**TEXTAUSSCHNITT:**
##############################

Pogromnachgedenken 2017
Begrüßung: Hans-Jürgen Fuchs (09.11.2017)
Meine sehr verehrten Damen und Herren, seit einigen Jahren kommen wir am Abend des 9. November zusammen, um auf die Wunde hinzuweisen, die unserem Stadtteil geschlagen wurde und um die Erinnerung an unsere vertriebenen und getöteten Mitbürger wachzuhalten und damit einen kleinen Beitrag leisten, dass so etwas nie wieder in unserem Land passiert. Und das ist heute nötiger denn je.
Erinnern Sie sich noch an den Historikerstreit? Das war ein Streit, den vor allem Ernst Nolte auslöste, als er vor 30 Jahren in seiner Schrift die „Vergangenheit, die nicht vergehen will“, den Holocaust und die deutsche Schuld daran zu relativieren versuchte. In dieser Schrift sprach er von „volkspädagogischen“ Vorurteilen über die deutsche Schuld und von einer „geistigen „Reeducation“ der Deutschen nach 1945 durch die West-Alliierten“.
Das ist nun 30 Jahre her. Und auch heute müssen wir wieder einmal feststellen, dass es den Versuch einer Revision der deutschen Geschichte gibt. Betreiber sind diesmal keine Wissenschaftler, sondern Politiker populistischer Parteien. Beispiele dafür sind Reden von Börn Höcke und Alexander Gauland. Beide erwecken den Anschein, als würde den Deutschen von einer despotischen „politischen Korrektheit“ der unbefangene Zugang zu ihrem eigentlichen Wesen versperrt. Dem setzen Sie eine Strategie gezielter „Enttabuisierung“ von historisch diskreditierten Reizworten entgegen.
Höcke meint zum Beispiel „... diese dämliche Bewältigungspolitik, die lähmt uns ... Wir brauchen nichts anderes als eine erinnerungspolitische Wende um 180 Grad."
Und Gauland sagt: „Man muss uns diese zwölf Jahre (1933-1945) nicht mehr vorhalten. .... Wenn Franzosen und Briten stolz auf ihren Kaiser oder den Kriegspremier Winston Churchill sind, „haben wir das Recht, stolz zu sein auf Leistungen deutscher Soldaten in zwei Weltkriegen“.

##############################

**AUSGELESENE EINTRÄGE:**
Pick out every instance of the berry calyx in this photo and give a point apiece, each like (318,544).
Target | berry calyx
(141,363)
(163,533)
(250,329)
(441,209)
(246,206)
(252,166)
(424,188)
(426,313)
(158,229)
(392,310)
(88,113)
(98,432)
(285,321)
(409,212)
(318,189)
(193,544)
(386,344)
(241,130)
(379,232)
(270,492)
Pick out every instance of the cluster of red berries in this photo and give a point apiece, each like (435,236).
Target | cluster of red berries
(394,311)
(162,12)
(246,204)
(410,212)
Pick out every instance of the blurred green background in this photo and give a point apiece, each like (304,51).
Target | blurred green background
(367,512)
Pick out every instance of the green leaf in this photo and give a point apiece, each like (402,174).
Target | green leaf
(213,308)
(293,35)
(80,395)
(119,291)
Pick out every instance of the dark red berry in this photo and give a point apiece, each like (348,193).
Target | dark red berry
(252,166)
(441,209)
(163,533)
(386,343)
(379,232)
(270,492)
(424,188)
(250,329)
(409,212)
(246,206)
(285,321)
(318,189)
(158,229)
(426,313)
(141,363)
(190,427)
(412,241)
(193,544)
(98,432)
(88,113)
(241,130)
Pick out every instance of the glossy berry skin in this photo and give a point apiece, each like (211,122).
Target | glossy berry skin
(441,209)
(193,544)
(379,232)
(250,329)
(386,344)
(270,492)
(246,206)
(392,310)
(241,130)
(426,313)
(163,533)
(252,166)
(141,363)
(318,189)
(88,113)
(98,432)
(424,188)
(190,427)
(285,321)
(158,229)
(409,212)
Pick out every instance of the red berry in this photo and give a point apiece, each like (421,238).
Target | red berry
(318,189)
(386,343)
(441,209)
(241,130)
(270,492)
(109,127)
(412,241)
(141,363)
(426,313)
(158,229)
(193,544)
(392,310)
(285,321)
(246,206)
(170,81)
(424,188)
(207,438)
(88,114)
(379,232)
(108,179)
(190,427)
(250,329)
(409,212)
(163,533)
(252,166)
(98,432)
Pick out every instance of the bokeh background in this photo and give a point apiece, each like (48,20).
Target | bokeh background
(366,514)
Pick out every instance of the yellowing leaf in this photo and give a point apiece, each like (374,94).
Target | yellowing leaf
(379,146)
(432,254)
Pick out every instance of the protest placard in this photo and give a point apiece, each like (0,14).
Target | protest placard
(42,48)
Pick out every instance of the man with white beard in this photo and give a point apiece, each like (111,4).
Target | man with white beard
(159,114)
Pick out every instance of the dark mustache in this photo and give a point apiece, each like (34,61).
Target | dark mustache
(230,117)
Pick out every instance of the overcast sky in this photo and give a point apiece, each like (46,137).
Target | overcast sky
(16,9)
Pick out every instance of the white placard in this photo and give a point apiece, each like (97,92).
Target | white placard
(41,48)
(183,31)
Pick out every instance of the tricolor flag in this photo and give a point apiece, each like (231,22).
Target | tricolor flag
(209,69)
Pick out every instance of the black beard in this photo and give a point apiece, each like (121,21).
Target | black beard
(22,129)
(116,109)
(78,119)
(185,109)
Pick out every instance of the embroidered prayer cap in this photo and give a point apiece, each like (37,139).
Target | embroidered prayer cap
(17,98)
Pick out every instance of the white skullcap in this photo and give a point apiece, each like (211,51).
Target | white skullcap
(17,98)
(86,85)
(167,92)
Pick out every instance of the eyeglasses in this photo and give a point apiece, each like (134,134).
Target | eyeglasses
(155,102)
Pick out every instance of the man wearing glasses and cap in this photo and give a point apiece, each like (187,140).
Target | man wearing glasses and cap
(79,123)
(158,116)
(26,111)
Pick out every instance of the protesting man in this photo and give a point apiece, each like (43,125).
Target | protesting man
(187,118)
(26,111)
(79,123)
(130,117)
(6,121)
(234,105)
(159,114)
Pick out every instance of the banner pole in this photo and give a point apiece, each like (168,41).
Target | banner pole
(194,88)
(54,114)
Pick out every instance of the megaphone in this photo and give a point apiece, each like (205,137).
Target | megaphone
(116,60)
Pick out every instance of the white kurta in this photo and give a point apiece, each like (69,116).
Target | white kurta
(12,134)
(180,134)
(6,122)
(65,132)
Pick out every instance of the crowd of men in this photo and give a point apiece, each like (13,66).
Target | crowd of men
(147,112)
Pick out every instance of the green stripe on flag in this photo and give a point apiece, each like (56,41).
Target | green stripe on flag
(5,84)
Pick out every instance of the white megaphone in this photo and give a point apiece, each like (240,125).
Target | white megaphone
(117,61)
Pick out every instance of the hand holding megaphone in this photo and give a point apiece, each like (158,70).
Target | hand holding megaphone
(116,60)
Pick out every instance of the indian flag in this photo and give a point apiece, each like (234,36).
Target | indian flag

##############################

**AUFGABEN:**
1 - Wer löste laut der Begrüßungsrede zum Pogromnachgedenken den Historikerstreit vor allem aus?
2 - Geben Sie in der Begrüßungsrede zum Pogromnachgedenken den Abschnitt von „Das ist nun“ bis „diskreditierten Reizworten entgegen.“ erneut wieder und benennen Sie dabei „Wissenschaftler“ in „Forscher“ um.
3 - Führen Sie die Begrüßungsrede zum Pogromnachgedenken im Anschluss an ihren letzten Satz weiter.

**LÖSUNGEN:**
1 - Ernst Nolte

2 -
Das ist nun 30 Jahre her. Und auch heute müssen wir wieder einmal feststellen, dass es den Versuch einer Revision der deutschen Geschichte gibt. Betreiber sind diesmal keine Forscher, sondern Politiker populistischer Parteien. Beispiele dafür sind Reden von Börn Höcke und Alexander Gauland. Beide erwecken den Anschein, als würde den Deutschen von einer despotischen „politischen Korrektheit“ der unbefangene Zugang zu ihrem eigentlichen Wesen versperrt. Dem setzen Sie eine Strategie gezielter „Enttabuisierung“ von historisch diskreditierten Reizworten entgegen.

3 -
Höcke und Gauland und Konsorten vollziehen damit keinen Wiederanschluss an eine dem deutschen Volk angeblich geraubte historischen Tradition, sondern machen im Gegenteil den Versuch einer Auslöschung historischen Bewusstseins.
Wir dagegen möchten mit dieser Veranstaltung angehen gegen das Vergessen und die Versuche der Uminterpretation unserer Geschichte. Wir möchten die Erinnerung wach halten an das, was geschehen ist: Der Zweite Weltkrieg begann am 1. September 1939 mit dem Überfall Nazi-Deutschlands auf Polen und endete in Europa am 8. Mai 1945 mit der bedingungslosen Kapitulation der deutschen Wehrmacht. Historiker schätzen die Zahl der Kriegsopfer auf weltweit 60 bis 70 Millionen. 20 Millionen Juden wurden ermordet. Das ist eine Zahl, die so abstrakt ist, dass wir sie uns gar nicht vorstellen können.
Umso wichtiger ist es, dass wir den Opfern ein Gesicht geben. Letztes Jahr stand Albert Fraenkel im Mittelpunkt der Veranstaltung, der Gründer der Thoraxklinik. Dieses Jahr stellen wir einen weniger prominenten Menschen in den Mittelpunkt. Michael Ehmann berichtet von Ruth Veith Simon, eine jüdische Patientin an der Thoraxklinik im Sommer 1940.